------ Passage shown ------

Originally from Prince Edward Island in Canada but now based in the rather more structured cityscape of Toronto, Kiwi Jr provide the year's first glimpses into what might have happened if Jonathan Richman & the Lovers, REM, The Kinks and Pavement got it together in a studio with The Strokes. Welcome to a terrific collage of North American college rock and classic British pop, the resultant sound of a band in the thick of it for fun and games.

In the best tradition of their influences, Kiwi Jr don’t mess about – they deliver 10 songs in less than 30 minutes, an assertiveness that speaks of an approach befitting the music: short, sharp and defined bursts of new wave pop that are over before you have time to figure out the tune.

The group's main songwriter Jeremy Gaudet, meanwhile, supplies (ala Ray Davies, and perhaps a more contemporary influence, Fountains of Wayne) songs with observant lyrics full of deftly outlined characters.

------ Entries provided ------

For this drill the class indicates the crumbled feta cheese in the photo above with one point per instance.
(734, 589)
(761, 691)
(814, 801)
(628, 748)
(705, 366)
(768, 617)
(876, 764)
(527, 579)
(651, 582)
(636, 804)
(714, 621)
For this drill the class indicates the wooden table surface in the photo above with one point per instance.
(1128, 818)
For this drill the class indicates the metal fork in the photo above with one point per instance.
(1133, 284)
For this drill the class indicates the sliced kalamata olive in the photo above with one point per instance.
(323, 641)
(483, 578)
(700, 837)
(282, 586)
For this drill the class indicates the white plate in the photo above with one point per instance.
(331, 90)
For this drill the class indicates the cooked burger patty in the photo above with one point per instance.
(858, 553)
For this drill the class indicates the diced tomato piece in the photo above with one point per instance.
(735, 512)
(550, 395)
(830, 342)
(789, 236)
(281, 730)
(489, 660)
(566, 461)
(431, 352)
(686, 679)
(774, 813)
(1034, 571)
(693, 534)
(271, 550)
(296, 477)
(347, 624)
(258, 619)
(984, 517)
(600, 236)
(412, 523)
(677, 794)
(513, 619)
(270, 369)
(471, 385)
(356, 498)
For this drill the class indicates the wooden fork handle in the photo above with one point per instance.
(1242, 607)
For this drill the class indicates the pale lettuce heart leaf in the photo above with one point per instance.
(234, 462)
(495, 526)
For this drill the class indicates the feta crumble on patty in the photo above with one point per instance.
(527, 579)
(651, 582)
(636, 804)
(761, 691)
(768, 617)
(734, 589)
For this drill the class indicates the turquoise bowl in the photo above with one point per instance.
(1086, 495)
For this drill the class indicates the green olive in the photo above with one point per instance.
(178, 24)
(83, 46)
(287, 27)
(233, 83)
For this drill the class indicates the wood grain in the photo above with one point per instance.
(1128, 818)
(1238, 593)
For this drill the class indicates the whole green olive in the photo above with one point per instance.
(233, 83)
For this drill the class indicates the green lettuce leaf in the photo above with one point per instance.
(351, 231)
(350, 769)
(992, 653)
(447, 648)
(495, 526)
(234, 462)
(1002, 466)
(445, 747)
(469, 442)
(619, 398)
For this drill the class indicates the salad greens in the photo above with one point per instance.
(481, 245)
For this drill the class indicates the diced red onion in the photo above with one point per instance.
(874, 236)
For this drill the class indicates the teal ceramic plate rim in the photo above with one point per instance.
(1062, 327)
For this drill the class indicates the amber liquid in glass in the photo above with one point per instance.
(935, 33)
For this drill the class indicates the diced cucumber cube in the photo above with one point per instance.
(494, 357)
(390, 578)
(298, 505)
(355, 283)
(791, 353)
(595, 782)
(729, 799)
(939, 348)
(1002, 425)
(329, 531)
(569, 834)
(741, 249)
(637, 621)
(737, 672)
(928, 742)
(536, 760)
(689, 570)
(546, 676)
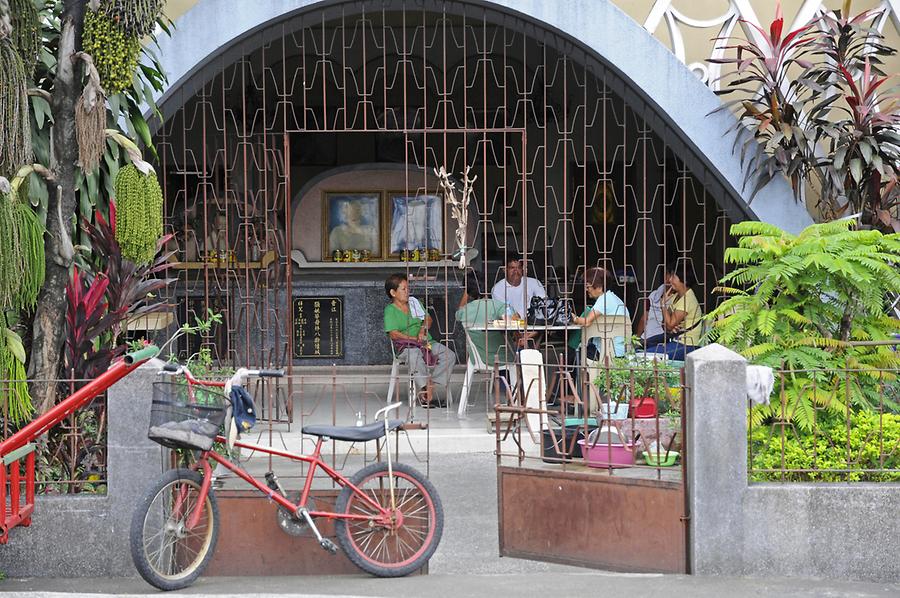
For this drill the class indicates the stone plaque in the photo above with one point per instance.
(319, 327)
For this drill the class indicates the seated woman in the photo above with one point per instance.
(682, 317)
(406, 323)
(606, 303)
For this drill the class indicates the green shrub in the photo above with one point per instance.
(874, 443)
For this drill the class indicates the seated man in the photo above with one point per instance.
(478, 310)
(406, 323)
(516, 290)
(682, 315)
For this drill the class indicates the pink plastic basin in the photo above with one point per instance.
(607, 455)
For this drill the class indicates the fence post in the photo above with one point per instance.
(716, 380)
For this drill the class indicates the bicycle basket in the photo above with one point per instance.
(186, 416)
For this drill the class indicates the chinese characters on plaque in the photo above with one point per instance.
(318, 327)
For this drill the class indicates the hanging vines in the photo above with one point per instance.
(136, 18)
(114, 51)
(13, 387)
(138, 213)
(26, 32)
(22, 261)
(15, 126)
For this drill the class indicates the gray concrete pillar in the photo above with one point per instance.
(716, 379)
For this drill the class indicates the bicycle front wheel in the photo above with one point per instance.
(402, 543)
(165, 552)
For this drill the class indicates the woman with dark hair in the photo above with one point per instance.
(606, 303)
(682, 317)
(406, 323)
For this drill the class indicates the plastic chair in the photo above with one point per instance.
(399, 360)
(533, 389)
(411, 394)
(475, 365)
(605, 328)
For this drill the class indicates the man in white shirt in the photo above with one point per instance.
(516, 290)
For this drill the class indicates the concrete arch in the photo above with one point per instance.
(210, 34)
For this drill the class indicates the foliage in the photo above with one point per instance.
(13, 388)
(809, 99)
(135, 17)
(139, 215)
(21, 253)
(25, 34)
(15, 132)
(100, 307)
(114, 51)
(87, 318)
(872, 443)
(798, 302)
(132, 287)
(626, 378)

------

Prompt A: Echo the Kiwi Jr review word for word, everything from "In the best" down to "out the tune.".
Prompt B: Carry on the review of Kiwi Jr, picking up right after its final sentence.
You can leave the material aside; it plays no part in what comes next.

Answer A:
In the best tradition of their influences, Kiwi Jr don’t mess about – they deliver 10 songs in less than 30 minutes, an assertiveness that speaks of an approach befitting the music: short, sharp and defined bursts of new wave pop that are over before you have time to figure out the tune.

Answer B:
From semi-forgotten, self-destructive rock stars (Swimming Pool, which features, somewhat tackily, perhaps, a chorus of “Brian Jones”) and sad-sack office workers (Salary Man) to super-rich soccer players (the title track, a reference to French footballer Paul Pogba) and unlikely ambitions (Gimme More – “gimme X-ray vision in the infantry division”) the album takes a wry look at lives in the slow and fast lanes. Without the brakes on.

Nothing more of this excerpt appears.